* **Série d'exercices**:
1. Répondez, s'il vous plaît, à ces questions sur le texte consacré au peintre Guillaume Leunens :
(a) Dans quelle salle se tient son exposition ?
(b) Quel métal a-t-il choisi de travailler ?
(c) Vers quel monde nouveau son exploration l'a-t-elle conduit ?
2. Prolongez le texte sur le peintre Guillaume Leunens en reprenant après sa dernière phrase.

* **Extrait choisi**:
GUILLAUME
LEUNENS
Leunens, ou
la poésie du métal
Le peintre Guillaume
Leunens est un homme d’une sensibilité Fébrile. Il a épousé
son temps avec un enthousiasme sans réserves. Son exposition,
salle Péguy, constitue un chant et un hommage à ce qui caractérise
fondamentalement notre temps: le métal, dont l’emploi est encore
majeur dans notre civilisation moderne.
Plutôt que
de subir positivement le règne du métal, Leunens a cherché
à en pénétrer le système, comme pour en
débusquer les menaces qui y sont latentes.
Artisan, technicien,
mais également doué d’un tempérament généreux,
Leunens a voulu en quelque sorte, exorciser le métal - en l’occurrence,
l’aluminium, d’un maniement plus poétique et d’une matière
plus sobre et plus noble que d’autres métaux et le rendre plus propice
à l’homme en en dégageant la beauté qui y est incluse.
Un tel dessein l’a
conduit, après bien des recherches, à inventer un langage
nouveau pour que la matière se laisse pénétrer par
l’esprit de l’homme.
Évolution
toute naturelle d’un artiste qui, après avoir suivi, non sans originalité,
les routes de la peinture traditionnelle, a pris des sentiers encore inexplorés
et a abouti à l’exploration d’un monde nouveau: celui de la nuit
et des astres, pour lequel le grain et les caractéristiques
de l’aluminium convenaient admirablement. Il en a tiré des effets
qui laissent pantois les spectateurs.

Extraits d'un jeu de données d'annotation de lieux
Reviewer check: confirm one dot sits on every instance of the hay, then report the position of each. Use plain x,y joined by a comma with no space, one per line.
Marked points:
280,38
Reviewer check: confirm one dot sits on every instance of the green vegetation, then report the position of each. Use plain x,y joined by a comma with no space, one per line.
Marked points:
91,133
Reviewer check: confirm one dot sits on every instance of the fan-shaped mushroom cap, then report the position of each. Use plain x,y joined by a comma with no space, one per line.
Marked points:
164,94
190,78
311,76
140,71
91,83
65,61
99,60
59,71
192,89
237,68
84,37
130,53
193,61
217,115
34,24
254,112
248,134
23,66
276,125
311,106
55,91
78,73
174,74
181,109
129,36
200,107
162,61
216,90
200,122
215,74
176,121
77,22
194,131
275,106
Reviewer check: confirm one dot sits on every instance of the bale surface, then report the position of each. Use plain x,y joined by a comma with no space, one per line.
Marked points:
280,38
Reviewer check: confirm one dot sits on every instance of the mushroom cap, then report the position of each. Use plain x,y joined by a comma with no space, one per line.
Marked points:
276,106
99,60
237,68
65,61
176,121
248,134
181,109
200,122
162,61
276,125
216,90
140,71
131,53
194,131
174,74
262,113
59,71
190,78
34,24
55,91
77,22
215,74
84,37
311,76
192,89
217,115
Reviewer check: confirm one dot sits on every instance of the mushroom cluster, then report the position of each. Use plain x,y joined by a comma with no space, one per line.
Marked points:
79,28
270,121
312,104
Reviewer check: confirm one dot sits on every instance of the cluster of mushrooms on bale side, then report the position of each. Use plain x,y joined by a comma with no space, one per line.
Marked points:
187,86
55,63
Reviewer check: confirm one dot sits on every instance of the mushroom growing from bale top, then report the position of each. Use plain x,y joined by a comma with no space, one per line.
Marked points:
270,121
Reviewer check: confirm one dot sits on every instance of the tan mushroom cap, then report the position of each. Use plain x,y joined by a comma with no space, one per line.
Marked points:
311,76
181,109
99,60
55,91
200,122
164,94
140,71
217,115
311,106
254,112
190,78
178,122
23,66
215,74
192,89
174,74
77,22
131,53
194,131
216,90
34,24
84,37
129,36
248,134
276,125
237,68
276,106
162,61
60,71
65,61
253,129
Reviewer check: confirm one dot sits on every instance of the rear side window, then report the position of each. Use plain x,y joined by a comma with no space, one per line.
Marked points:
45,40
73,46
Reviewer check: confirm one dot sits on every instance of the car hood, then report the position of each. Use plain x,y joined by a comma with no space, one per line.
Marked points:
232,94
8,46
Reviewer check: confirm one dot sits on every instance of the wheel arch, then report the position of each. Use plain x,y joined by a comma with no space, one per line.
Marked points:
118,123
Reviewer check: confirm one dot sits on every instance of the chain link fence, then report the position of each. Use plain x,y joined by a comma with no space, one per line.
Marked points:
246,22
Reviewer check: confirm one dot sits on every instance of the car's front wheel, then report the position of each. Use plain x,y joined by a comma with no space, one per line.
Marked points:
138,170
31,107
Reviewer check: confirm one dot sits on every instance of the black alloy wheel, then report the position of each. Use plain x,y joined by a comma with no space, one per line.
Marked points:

* **Réponses aux exercices**:
1.
(a) Dans la salle Péguy.
(b) L'aluminium.
(c) Celui de la nuit et des astres.

2.
Les grands
tableaux, où s’opposent la gamme variée des gris, allant
de l’argenté au sombre évoquent irrésistiblement des
mondes en gestation ou en opposition. Les lignes jaillissent avec
une fougue généreuse; les plaques de gris granuleux revêtent
des formes larges ou déchiquetées qui font penser à
des univers en évolution permanente. Le lyrisme du trait ou
de la ligne ou le jeu mathématique des courbes, ou encore les veinures
profondes, imposent à l’aluminium un sens qui le dépasse:
une fusion quasi mystique avec le cosmos ici rapporté.
A côté
des grands tableaux, il y a surtout des « monotypes » métalliques,
dont le style est identique, mais qui sont montés sur des feuilles
de papier. Ils ont été réalisés selon
une technique propre à Leunens; il est actuellement le seul peintre
à
posséder ce qui reste un « secret ». Les résultats
sont étonnants; chaque « monotype » dégage
un pouvoir d’émotion et de beauté dû à la maîtrise
avec laquelle Leunens a buriné le métal: aspérites,
inégalités, lumière, tout converge à restituer
la vertu poétique de l’aluminium. Gris nuancés, moins
durs ou profonds, s’allient dans un jeu subtil pour donner au petit tableau
une grâce et une séduction inattendues.
Ce qui frappe
, c’est l’unité profonde de l’inspiration qui, sans se répéter,
parce que fondée sur une observation inlassée de la réalité,
aboutit à des créations d’un style inimitable. Il ne
paraît pas excessif de conclure que Leunens est un de ces rares peintres
qui sont précurseurs d’un art tendu à exprimer le monde en
gestation autour de nous, dont il pressent avec une sensibilité
frémissante et une intelligence aiguë les grandes tendances
et qui les exprime avec la matière la plus apte à enclore
le maximum de chaleur humaine.
Reggui
(Orléans)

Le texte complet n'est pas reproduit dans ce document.